++++ SUPPLIED MATERIAL ++++
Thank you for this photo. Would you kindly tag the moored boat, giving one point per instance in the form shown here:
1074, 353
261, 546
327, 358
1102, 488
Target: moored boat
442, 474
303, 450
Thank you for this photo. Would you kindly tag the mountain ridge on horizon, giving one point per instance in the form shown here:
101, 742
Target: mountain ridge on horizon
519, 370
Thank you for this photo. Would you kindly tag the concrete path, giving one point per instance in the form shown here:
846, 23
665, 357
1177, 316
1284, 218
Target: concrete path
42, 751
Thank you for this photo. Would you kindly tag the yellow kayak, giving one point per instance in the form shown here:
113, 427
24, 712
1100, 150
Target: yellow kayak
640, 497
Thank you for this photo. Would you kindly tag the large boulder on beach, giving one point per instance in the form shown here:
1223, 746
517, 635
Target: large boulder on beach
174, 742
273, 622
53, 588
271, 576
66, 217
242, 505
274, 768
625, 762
++++
● **THE REQUEST**
Rewrite all of the material above, substituting "Label" for every occurrence of "Target" and keeping everything else the same.

● **RESULT**
Thank you for this photo. Would you kindly tag the moored boat, giving one point per instance in the form shown here:
1074, 353
261, 546
327, 358
1102, 488
Label: moored boat
442, 474
303, 450
Thank you for this photo. Would you kindly tag the mountain ridge on horizon, giving one point per instance in the form shown here:
101, 742
Label: mountain ridge on horizon
519, 370
Thank you for this photo. Would you kindly tag the concrete path, giving one point per instance in the form shown here:
846, 23
665, 357
1177, 316
1284, 218
Label: concrete path
42, 751
Thank you for this photo. Would you kindly tag the yellow kayak, giving one point per instance in the form shown here:
113, 427
24, 712
1100, 150
Label: yellow kayak
640, 497
Thank you for this photo. Would you kindly tag the large boulder on beach, giving one point per instance in the form shown here:
1223, 746
517, 635
Label: large boulder on beach
174, 742
273, 622
53, 588
271, 576
66, 217
242, 505
274, 768
625, 762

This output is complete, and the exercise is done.